Render the following material again verbatim, leaving nothing out.

Object point labels
▶

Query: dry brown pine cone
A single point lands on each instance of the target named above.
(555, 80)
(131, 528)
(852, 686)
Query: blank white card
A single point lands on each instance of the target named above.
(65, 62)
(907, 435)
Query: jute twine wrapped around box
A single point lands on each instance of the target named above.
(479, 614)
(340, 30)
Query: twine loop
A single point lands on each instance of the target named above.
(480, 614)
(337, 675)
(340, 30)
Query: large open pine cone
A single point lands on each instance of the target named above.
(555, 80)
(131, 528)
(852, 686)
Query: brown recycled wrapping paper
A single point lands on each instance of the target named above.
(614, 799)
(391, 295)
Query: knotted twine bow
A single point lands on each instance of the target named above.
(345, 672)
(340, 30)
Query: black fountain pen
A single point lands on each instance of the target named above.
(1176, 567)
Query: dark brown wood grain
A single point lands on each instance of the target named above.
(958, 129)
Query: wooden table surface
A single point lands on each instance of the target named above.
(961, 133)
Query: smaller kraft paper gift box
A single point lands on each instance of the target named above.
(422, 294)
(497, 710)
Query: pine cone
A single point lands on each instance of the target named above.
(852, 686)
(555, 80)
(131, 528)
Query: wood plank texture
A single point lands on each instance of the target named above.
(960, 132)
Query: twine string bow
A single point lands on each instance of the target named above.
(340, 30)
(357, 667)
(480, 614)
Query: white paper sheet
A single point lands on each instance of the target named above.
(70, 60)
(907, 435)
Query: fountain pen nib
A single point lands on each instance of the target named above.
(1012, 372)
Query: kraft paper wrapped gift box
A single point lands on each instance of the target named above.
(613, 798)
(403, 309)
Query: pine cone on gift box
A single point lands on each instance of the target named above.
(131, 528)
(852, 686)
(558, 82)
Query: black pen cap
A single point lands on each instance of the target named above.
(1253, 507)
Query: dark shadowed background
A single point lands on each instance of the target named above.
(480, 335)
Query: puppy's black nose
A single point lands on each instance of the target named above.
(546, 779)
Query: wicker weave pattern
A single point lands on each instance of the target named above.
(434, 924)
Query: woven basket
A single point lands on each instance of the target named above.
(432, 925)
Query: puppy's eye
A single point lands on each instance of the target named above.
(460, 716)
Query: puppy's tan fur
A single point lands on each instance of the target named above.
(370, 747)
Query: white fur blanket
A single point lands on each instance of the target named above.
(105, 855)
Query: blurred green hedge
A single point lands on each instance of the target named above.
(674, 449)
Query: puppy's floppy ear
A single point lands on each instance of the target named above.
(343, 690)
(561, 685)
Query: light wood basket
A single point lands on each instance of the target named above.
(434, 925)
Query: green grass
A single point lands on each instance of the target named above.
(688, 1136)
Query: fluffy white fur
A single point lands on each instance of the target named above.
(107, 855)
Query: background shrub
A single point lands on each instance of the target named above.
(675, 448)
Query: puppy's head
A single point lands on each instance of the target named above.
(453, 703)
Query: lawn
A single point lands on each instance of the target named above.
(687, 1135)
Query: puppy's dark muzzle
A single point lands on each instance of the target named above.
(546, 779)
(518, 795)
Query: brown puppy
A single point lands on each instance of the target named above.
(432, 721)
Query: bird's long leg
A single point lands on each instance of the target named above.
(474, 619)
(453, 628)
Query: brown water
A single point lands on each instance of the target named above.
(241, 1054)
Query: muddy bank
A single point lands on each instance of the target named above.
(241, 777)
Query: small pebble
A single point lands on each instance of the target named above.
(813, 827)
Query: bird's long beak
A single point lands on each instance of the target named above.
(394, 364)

◀

* **REPLY TO THE EXERCISE**:
Query: dry brown pine cone
A single point lands on each instance of the target named above.
(555, 80)
(131, 528)
(852, 686)
Query: blank white card
A single point lands on each instance of the target named above.
(65, 62)
(907, 435)
Query: jute twine wrapped around box
A single point lands on each instance of the target named above.
(479, 614)
(340, 30)
Query: twine loop
A single point lands on each instance of the target named above.
(480, 614)
(337, 675)
(340, 30)
Query: large open pine cone
A single point lands on each instance of the target named above.
(555, 80)
(131, 528)
(852, 686)
Query: brown recycled wrapping paper
A single point lands on each instance of the target named above.
(614, 799)
(391, 295)
Query: knotted twine bow
A single point lands on each instance of the target named above.
(345, 672)
(340, 30)
Query: black fountain pen
A single point lands on each instance of the target named above.
(1176, 567)
Query: dark brown wood grain
A single point lands on each instance of the target named above.
(958, 129)
Query: wooden table surface
A single point lands on each instance of the target named above.
(961, 133)
Query: smaller kraft paper gift box
A single point lands on each instance of the target named above.
(422, 294)
(497, 710)
Query: pine cone
A single point lands on each instance of the target named above.
(852, 686)
(555, 80)
(131, 528)
Query: wood plank texture
A single point lands on each instance of the target named above.
(960, 132)
Query: twine string bow
A single point lands on each instance of the target named above.
(340, 30)
(357, 667)
(480, 614)
Query: white paper sheet
A single point lands on each instance of the target named above.
(70, 60)
(907, 435)
Query: fountain pen nib
A single point lands on each instance of the target named above.
(1012, 372)
Query: kraft paper wrapped gift box
A single point lands on each instance of the target named above.
(613, 798)
(403, 309)
Query: pine cone on gift box
A single point lands on each instance of the target named above.
(131, 528)
(852, 686)
(558, 82)
Query: black pen cap
A single point lands on each instance of the target named above.
(1253, 507)
Query: dark shadowed background
A single point lands on each instance of the target named above.
(480, 335)
Query: puppy's black nose
A single point lands on each instance of the target named above.
(546, 779)
Query: wicker weave pattern
A single point lands on each instance of the target named above.
(434, 924)
Query: woven basket
A single point lands on each instance of the target named above.
(432, 925)
Query: puppy's eye
A single point lands on each instance of the target named above.
(460, 716)
Query: puppy's tan fur
A single point lands on each instance of the target named above.
(370, 747)
Query: white fur blanket
A single point lands on each instance of the target named above.
(105, 855)
Query: blurred green hedge
A single point lands on each instance of the target named above.
(674, 449)
Query: puppy's floppy ear
A single point lands on each instance of the target named above.
(343, 690)
(561, 685)
Query: light wood basket
A single point lands on each instance of the target named above.
(434, 925)
Query: green grass
A single point lands on each instance of the target named above.
(688, 1136)
Query: fluffy white fur
A single point lands on each instance of the target named above.
(107, 855)
Query: background shrub
A single point lands on each instance of the target named above.
(675, 448)
Query: puppy's head
A single point lands on each instance of the target named above.
(453, 703)
Query: lawn
A single point lands on each instance of the target named above.
(687, 1135)
Query: puppy's dark muzzle
A single point lands on each instance of the target named above.
(546, 779)
(518, 795)
Query: brown puppy
A single point lands on each instance of the target named above.
(432, 721)
Query: bird's long leg
A single point lands on each instance of the target named above.
(474, 619)
(453, 628)
Query: brown water
A single point lands on each instance of the target named above.
(241, 1054)
Query: muddy bank
A single point lands on each instance of the target named above.
(241, 777)
Query: small pebble
A single point lands on each instance of the target named above.
(813, 827)
Query: bird's long beak
A single point lands on each instance of the target named above.
(394, 364)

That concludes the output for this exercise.